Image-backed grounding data

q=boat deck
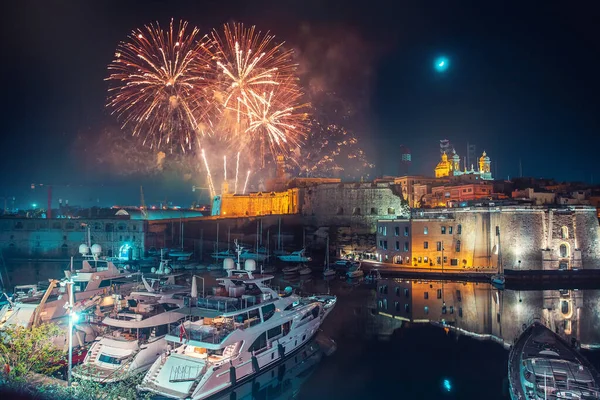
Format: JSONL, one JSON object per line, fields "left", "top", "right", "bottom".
{"left": 509, "top": 322, "right": 600, "bottom": 399}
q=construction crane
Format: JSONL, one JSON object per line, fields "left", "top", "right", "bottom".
{"left": 31, "top": 279, "right": 60, "bottom": 327}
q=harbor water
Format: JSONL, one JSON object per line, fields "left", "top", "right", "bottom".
{"left": 3, "top": 261, "right": 600, "bottom": 399}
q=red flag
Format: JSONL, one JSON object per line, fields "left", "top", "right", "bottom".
{"left": 179, "top": 323, "right": 186, "bottom": 343}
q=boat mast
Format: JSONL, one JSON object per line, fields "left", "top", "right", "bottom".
{"left": 278, "top": 217, "right": 281, "bottom": 251}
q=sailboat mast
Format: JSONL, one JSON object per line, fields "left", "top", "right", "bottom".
{"left": 278, "top": 217, "right": 281, "bottom": 251}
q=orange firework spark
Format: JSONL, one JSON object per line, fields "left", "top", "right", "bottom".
{"left": 240, "top": 86, "right": 308, "bottom": 161}
{"left": 211, "top": 23, "right": 299, "bottom": 133}
{"left": 106, "top": 19, "right": 214, "bottom": 152}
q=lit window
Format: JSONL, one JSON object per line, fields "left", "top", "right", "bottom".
{"left": 441, "top": 226, "right": 446, "bottom": 234}
{"left": 424, "top": 226, "right": 428, "bottom": 235}
{"left": 449, "top": 226, "right": 453, "bottom": 234}
{"left": 404, "top": 226, "right": 409, "bottom": 236}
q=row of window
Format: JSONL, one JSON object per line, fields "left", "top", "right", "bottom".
{"left": 377, "top": 226, "right": 410, "bottom": 236}
{"left": 377, "top": 299, "right": 463, "bottom": 317}
{"left": 340, "top": 207, "right": 397, "bottom": 215}
{"left": 378, "top": 287, "right": 463, "bottom": 301}
{"left": 413, "top": 256, "right": 460, "bottom": 266}
{"left": 10, "top": 221, "right": 139, "bottom": 231}
{"left": 378, "top": 240, "right": 409, "bottom": 252}
{"left": 423, "top": 240, "right": 461, "bottom": 252}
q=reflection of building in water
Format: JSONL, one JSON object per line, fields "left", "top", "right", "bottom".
{"left": 374, "top": 279, "right": 600, "bottom": 347}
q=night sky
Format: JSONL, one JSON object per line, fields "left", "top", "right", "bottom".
{"left": 2, "top": 0, "right": 599, "bottom": 206}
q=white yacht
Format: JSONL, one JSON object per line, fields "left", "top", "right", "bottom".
{"left": 72, "top": 290, "right": 187, "bottom": 382}
{"left": 138, "top": 263, "right": 336, "bottom": 399}
{"left": 0, "top": 255, "right": 139, "bottom": 329}
{"left": 277, "top": 249, "right": 312, "bottom": 263}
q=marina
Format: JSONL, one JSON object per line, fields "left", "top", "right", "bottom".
{"left": 2, "top": 255, "right": 600, "bottom": 399}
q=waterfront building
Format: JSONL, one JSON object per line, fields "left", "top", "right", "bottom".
{"left": 375, "top": 219, "right": 411, "bottom": 264}
{"left": 374, "top": 279, "right": 600, "bottom": 347}
{"left": 376, "top": 205, "right": 600, "bottom": 271}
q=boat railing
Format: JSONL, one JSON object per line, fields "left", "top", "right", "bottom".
{"left": 168, "top": 363, "right": 206, "bottom": 383}
{"left": 170, "top": 323, "right": 236, "bottom": 345}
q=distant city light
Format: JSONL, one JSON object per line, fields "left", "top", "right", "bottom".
{"left": 32, "top": 203, "right": 37, "bottom": 208}
{"left": 435, "top": 56, "right": 450, "bottom": 72}
{"left": 443, "top": 379, "right": 452, "bottom": 392}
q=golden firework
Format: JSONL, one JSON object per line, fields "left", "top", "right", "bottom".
{"left": 106, "top": 19, "right": 214, "bottom": 152}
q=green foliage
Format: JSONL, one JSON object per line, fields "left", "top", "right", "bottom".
{"left": 0, "top": 323, "right": 64, "bottom": 380}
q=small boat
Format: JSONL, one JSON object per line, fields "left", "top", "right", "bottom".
{"left": 211, "top": 250, "right": 235, "bottom": 260}
{"left": 239, "top": 247, "right": 270, "bottom": 262}
{"left": 365, "top": 269, "right": 382, "bottom": 284}
{"left": 282, "top": 265, "right": 300, "bottom": 274}
{"left": 323, "top": 235, "right": 336, "bottom": 277}
{"left": 299, "top": 266, "right": 312, "bottom": 276}
{"left": 169, "top": 250, "right": 193, "bottom": 261}
{"left": 346, "top": 264, "right": 364, "bottom": 279}
{"left": 207, "top": 263, "right": 223, "bottom": 271}
{"left": 278, "top": 249, "right": 312, "bottom": 263}
{"left": 508, "top": 321, "right": 600, "bottom": 399}
{"left": 491, "top": 273, "right": 505, "bottom": 287}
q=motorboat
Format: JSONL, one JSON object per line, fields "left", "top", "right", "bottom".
{"left": 491, "top": 273, "right": 505, "bottom": 288}
{"left": 138, "top": 264, "right": 336, "bottom": 400}
{"left": 332, "top": 260, "right": 357, "bottom": 270}
{"left": 508, "top": 321, "right": 600, "bottom": 399}
{"left": 1, "top": 257, "right": 140, "bottom": 329}
{"left": 365, "top": 269, "right": 382, "bottom": 284}
{"left": 323, "top": 266, "right": 336, "bottom": 278}
{"left": 207, "top": 264, "right": 223, "bottom": 271}
{"left": 346, "top": 264, "right": 364, "bottom": 279}
{"left": 282, "top": 265, "right": 300, "bottom": 274}
{"left": 169, "top": 250, "right": 194, "bottom": 261}
{"left": 211, "top": 250, "right": 235, "bottom": 260}
{"left": 239, "top": 248, "right": 269, "bottom": 262}
{"left": 72, "top": 292, "right": 187, "bottom": 382}
{"left": 277, "top": 249, "right": 312, "bottom": 263}
{"left": 299, "top": 266, "right": 312, "bottom": 276}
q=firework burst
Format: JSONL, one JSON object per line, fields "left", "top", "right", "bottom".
{"left": 106, "top": 19, "right": 214, "bottom": 152}
{"left": 211, "top": 23, "right": 297, "bottom": 127}
{"left": 239, "top": 86, "right": 307, "bottom": 163}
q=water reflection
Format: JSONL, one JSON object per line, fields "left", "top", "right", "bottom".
{"left": 373, "top": 279, "right": 600, "bottom": 348}
{"left": 210, "top": 334, "right": 335, "bottom": 400}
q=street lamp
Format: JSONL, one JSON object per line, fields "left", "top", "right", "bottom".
{"left": 66, "top": 280, "right": 79, "bottom": 387}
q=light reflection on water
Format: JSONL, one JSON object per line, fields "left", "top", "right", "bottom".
{"left": 4, "top": 262, "right": 600, "bottom": 399}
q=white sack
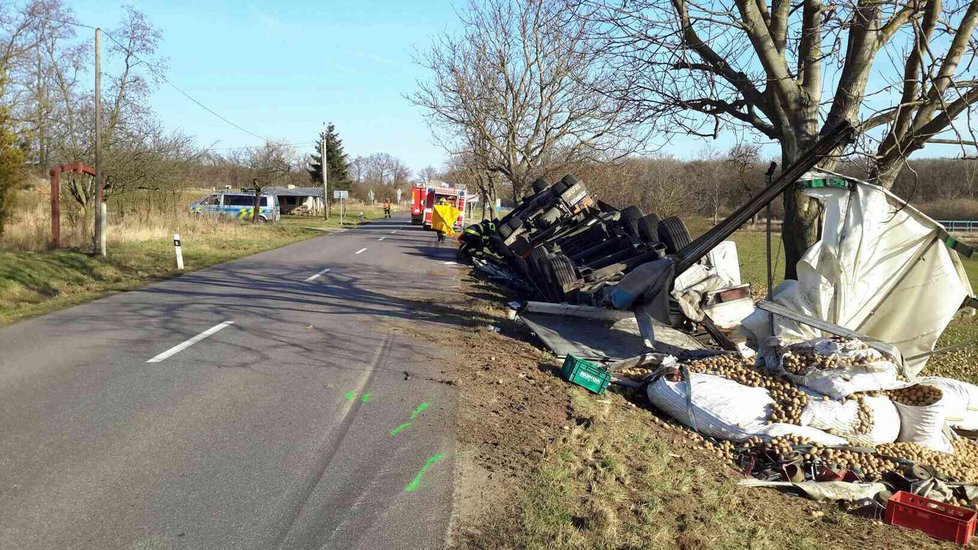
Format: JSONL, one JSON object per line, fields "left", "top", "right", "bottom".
{"left": 800, "top": 396, "right": 900, "bottom": 446}
{"left": 646, "top": 372, "right": 846, "bottom": 446}
{"left": 894, "top": 397, "right": 953, "bottom": 453}
{"left": 785, "top": 368, "right": 906, "bottom": 400}
{"left": 922, "top": 376, "right": 978, "bottom": 411}
{"left": 952, "top": 410, "right": 978, "bottom": 431}
{"left": 739, "top": 172, "right": 974, "bottom": 376}
{"left": 777, "top": 337, "right": 905, "bottom": 399}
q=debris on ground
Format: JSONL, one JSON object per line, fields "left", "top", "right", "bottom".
{"left": 451, "top": 126, "right": 978, "bottom": 544}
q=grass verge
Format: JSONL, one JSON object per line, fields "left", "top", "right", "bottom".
{"left": 0, "top": 209, "right": 387, "bottom": 326}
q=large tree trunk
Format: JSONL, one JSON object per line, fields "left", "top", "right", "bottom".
{"left": 782, "top": 188, "right": 820, "bottom": 280}
{"left": 780, "top": 142, "right": 822, "bottom": 280}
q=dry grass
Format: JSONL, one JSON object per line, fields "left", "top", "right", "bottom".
{"left": 0, "top": 189, "right": 258, "bottom": 251}
{"left": 0, "top": 200, "right": 246, "bottom": 250}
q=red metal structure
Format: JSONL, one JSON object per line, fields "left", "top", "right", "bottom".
{"left": 49, "top": 161, "right": 96, "bottom": 248}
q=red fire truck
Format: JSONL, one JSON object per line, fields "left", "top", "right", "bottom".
{"left": 411, "top": 184, "right": 466, "bottom": 230}
{"left": 410, "top": 186, "right": 426, "bottom": 225}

WHAT YOU NEED TO DO:
Give again, word for word, only the lines that run from the top of the data above through the line with "q=row of window". Drop the pictures.

SOLUTION BELOW:
q=boat deck
Format: JSONL, one JSON object per line, fields "left", "top", "right", "bottom".
{"left": 509, "top": 322, "right": 600, "bottom": 399}
q=construction crane
Format: JSONL, one JSON object per line, fields "left", "top", "right", "bottom".
{"left": 31, "top": 279, "right": 60, "bottom": 327}
q=harbor water
Format: JSONL, one JSON object per line, fields "left", "top", "right", "bottom".
{"left": 3, "top": 261, "right": 600, "bottom": 399}
q=red flag
Format: JSONL, one JSON object per line, fields "left", "top", "right", "bottom".
{"left": 179, "top": 323, "right": 186, "bottom": 343}
q=boat mast
Format: JSONL, one JSON object per line, fields "left", "top", "right", "bottom".
{"left": 278, "top": 217, "right": 281, "bottom": 251}
q=sailboat mast
Format: JSONL, one JSON object per line, fields "left", "top", "right", "bottom".
{"left": 278, "top": 217, "right": 281, "bottom": 251}
q=orange firework spark
Format: JSONL, one JSON object per line, fields "left", "top", "right", "bottom".
{"left": 240, "top": 86, "right": 308, "bottom": 161}
{"left": 211, "top": 23, "right": 299, "bottom": 133}
{"left": 106, "top": 19, "right": 214, "bottom": 152}
q=lit window
Format: JSONL, one JSON object per line, fields "left", "top", "right", "bottom".
{"left": 441, "top": 226, "right": 446, "bottom": 234}
{"left": 424, "top": 226, "right": 428, "bottom": 235}
{"left": 449, "top": 226, "right": 453, "bottom": 234}
{"left": 404, "top": 226, "right": 409, "bottom": 236}
q=row of window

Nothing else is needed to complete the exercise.